Work required: What is needed is an exact repeat of the lines from the line containing "Expected: for every instance of the wooden coffee" through the final line of the entries below, and nothing else.

Given information:
______
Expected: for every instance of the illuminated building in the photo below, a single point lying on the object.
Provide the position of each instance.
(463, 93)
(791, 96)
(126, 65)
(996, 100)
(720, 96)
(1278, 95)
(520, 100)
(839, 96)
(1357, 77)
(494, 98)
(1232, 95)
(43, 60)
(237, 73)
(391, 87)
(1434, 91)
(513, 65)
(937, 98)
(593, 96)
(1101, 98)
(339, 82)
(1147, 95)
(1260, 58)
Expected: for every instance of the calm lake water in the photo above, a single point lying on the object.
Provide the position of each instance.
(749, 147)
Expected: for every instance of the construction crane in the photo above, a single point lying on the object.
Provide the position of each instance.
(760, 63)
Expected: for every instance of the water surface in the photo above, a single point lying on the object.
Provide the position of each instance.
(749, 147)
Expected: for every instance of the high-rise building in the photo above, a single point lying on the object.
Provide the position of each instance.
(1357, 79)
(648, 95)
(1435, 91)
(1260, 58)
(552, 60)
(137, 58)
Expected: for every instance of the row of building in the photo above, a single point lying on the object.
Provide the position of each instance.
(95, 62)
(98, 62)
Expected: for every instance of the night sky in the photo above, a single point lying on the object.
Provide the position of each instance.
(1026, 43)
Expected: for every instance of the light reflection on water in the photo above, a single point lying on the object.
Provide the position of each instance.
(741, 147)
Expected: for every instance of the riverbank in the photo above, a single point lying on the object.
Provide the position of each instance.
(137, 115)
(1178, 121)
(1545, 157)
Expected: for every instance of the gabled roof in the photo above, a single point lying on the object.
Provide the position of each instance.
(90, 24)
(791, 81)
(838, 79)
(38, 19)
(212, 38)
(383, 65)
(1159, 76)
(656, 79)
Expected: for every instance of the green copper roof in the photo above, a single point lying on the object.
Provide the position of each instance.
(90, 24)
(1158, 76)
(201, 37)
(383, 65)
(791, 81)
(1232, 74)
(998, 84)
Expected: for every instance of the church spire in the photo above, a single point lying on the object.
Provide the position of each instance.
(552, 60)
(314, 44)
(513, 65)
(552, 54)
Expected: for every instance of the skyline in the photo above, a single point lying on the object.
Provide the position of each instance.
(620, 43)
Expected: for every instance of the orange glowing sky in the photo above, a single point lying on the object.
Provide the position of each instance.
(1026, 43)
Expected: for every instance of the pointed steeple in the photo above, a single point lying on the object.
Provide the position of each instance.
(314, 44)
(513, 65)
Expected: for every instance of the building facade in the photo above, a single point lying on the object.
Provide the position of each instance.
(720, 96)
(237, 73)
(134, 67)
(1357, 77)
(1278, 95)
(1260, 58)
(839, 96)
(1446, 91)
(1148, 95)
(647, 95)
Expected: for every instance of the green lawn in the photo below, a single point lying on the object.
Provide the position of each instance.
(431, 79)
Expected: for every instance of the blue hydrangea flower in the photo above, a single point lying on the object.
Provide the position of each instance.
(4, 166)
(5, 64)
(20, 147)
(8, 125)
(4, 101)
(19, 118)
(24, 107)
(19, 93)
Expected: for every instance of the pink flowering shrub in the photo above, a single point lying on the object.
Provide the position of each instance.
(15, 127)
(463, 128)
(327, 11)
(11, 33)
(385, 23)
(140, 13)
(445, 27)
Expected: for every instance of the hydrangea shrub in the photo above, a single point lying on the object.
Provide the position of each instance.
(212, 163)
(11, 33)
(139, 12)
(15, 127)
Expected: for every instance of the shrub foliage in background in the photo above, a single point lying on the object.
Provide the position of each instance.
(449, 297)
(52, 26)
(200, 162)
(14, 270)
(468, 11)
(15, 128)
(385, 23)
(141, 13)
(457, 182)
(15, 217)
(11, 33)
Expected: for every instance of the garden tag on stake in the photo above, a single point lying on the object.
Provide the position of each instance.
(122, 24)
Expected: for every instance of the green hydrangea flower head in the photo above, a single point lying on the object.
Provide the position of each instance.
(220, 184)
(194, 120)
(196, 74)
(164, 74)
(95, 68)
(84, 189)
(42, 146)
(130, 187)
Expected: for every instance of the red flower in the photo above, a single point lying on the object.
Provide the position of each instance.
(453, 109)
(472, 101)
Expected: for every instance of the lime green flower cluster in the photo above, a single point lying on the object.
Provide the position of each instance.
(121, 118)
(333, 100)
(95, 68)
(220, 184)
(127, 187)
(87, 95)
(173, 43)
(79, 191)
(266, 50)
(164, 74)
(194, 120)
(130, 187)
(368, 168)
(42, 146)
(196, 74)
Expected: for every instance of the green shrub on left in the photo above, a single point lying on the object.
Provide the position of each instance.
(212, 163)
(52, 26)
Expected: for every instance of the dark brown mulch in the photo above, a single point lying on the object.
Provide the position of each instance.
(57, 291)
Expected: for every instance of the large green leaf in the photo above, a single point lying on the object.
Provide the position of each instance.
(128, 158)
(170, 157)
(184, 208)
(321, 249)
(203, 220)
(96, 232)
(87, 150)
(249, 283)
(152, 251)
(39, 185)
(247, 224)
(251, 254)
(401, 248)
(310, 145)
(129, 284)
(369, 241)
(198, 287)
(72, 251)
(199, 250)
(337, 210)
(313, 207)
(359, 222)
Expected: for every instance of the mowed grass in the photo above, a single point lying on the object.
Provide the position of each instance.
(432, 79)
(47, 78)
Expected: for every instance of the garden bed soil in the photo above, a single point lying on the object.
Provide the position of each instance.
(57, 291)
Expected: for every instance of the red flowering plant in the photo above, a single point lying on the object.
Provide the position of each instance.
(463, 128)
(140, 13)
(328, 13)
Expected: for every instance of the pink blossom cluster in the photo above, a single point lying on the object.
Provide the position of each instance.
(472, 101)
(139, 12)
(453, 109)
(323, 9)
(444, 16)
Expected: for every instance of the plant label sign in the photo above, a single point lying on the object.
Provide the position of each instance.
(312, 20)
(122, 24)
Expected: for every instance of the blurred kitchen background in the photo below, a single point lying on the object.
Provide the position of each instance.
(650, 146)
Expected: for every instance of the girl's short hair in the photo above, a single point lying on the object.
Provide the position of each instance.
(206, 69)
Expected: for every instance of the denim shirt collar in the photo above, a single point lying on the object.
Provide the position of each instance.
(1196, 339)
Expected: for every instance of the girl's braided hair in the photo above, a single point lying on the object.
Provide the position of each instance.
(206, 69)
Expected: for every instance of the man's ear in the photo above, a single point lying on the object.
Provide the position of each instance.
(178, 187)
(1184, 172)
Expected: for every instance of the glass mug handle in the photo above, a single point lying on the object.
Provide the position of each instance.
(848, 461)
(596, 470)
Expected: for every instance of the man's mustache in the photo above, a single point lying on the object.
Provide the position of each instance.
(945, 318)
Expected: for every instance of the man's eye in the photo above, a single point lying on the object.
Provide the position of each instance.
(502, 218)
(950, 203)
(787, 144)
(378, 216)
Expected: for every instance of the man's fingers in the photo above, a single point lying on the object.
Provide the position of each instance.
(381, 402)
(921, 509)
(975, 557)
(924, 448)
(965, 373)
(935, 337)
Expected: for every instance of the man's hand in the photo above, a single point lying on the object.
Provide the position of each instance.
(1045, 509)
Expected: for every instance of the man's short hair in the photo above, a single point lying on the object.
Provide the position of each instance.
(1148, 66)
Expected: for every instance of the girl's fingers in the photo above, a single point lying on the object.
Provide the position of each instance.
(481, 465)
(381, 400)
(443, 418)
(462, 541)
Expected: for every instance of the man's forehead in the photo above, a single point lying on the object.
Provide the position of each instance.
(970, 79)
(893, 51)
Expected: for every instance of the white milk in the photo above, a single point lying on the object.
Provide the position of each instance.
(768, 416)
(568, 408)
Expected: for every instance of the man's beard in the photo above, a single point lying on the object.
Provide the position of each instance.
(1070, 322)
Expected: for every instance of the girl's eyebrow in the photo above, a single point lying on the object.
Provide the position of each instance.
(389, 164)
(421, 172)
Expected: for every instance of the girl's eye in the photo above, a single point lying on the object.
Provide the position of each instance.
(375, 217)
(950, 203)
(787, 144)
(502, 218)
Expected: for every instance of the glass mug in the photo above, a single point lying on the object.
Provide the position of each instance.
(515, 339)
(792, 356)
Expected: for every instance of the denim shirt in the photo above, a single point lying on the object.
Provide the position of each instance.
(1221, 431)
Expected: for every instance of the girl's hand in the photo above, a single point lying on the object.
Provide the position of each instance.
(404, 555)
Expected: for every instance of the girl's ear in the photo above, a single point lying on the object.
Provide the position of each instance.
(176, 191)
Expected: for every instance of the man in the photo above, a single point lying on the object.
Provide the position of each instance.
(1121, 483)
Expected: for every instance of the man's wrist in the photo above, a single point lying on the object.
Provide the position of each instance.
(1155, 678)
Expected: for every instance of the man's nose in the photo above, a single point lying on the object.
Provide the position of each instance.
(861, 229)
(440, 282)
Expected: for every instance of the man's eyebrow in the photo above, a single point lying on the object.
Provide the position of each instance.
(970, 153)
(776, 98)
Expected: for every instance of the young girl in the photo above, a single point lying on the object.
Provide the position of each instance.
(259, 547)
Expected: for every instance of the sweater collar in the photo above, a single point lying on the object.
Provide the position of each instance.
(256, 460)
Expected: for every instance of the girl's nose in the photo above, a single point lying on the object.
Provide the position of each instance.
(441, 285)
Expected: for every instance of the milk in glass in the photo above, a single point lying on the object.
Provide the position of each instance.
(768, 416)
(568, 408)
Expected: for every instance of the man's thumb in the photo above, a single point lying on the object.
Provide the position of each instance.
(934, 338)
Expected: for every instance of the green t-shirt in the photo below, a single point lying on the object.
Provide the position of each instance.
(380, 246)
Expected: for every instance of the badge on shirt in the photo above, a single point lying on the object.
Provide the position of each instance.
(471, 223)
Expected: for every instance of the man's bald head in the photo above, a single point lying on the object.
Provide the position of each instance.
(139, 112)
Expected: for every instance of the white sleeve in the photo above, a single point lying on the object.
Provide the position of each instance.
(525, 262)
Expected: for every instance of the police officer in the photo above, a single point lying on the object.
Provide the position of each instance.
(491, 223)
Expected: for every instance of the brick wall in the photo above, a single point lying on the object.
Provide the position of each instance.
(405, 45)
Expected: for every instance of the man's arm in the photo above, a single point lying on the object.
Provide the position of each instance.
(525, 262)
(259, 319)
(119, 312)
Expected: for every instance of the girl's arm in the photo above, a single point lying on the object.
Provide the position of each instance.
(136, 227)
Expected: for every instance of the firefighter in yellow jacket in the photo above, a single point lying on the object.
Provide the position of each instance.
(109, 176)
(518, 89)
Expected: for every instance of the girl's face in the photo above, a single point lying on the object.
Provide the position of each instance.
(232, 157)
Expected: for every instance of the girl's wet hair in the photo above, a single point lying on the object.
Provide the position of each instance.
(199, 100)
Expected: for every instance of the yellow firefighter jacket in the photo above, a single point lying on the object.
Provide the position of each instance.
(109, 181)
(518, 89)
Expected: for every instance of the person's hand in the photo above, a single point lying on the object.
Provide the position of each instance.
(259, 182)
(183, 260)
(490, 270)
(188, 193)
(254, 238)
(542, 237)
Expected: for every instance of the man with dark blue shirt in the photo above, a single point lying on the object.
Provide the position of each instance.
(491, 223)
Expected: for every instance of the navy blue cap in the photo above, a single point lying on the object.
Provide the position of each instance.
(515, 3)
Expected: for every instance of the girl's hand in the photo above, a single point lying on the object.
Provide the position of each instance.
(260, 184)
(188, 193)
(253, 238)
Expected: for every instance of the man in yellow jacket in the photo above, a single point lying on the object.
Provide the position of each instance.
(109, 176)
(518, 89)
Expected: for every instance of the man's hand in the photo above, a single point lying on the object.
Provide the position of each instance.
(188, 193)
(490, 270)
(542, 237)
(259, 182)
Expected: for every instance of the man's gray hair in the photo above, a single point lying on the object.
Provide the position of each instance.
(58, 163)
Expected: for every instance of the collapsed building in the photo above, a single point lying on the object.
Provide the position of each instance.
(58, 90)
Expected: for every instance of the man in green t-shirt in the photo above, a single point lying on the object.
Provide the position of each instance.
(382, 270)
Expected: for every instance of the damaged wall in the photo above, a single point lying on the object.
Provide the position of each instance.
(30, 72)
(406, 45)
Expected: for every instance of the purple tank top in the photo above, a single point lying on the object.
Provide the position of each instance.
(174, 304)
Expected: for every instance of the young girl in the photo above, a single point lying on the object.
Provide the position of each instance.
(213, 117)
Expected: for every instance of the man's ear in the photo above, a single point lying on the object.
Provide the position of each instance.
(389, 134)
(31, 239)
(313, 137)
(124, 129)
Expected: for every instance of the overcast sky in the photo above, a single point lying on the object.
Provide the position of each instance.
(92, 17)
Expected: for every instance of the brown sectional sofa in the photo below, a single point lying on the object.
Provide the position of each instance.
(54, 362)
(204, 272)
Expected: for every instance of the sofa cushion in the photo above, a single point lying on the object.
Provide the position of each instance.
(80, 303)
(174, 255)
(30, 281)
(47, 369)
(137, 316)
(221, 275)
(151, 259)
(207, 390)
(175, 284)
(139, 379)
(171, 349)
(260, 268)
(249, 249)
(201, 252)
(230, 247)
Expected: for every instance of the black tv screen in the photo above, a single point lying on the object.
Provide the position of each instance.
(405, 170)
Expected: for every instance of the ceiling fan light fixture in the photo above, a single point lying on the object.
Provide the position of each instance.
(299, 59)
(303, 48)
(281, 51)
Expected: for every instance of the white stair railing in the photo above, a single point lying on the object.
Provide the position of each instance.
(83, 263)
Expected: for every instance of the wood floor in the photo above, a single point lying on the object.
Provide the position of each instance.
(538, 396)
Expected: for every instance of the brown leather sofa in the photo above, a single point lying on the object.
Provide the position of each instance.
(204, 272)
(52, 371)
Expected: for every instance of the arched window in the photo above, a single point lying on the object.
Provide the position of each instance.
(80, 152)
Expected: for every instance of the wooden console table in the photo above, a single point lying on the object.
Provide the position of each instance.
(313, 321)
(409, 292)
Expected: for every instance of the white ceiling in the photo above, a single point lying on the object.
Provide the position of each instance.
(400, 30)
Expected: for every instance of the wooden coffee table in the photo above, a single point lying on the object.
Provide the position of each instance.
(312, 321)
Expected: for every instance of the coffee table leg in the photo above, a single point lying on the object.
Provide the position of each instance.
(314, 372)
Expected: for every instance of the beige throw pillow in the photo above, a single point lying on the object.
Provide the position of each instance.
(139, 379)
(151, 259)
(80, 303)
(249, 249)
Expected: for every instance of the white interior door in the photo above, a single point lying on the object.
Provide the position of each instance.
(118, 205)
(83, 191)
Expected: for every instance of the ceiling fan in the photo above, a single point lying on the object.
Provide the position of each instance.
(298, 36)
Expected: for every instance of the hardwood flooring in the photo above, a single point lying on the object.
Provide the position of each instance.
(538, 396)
______
Finished task:
Expected: for every instance of the wooden coffee table in the photo above, a single point lying on the object.
Provide the position of each instance.
(312, 321)
Expected: for every instance of the coffee table leg in the photo above, a single point lying on the object.
Provide the position of each instance.
(314, 372)
Expected: for every instance of the beige throw pillow in the photo above, a single point lying on the object.
Provide the position of each instance.
(139, 379)
(151, 259)
(80, 303)
(249, 249)
Expected: for every instance of the white interior door in the photo above, a single point lying on the object.
Provide the position of each instance.
(118, 205)
(83, 191)
Expected: for every instance of the ceiling fan in the photo above, a single point lying on the object.
Provide the position of each instance.
(298, 36)
Expected: for every instance of the hardwood flooring in the photo above, a single point lying on the object.
Provide the position of each instance.
(538, 396)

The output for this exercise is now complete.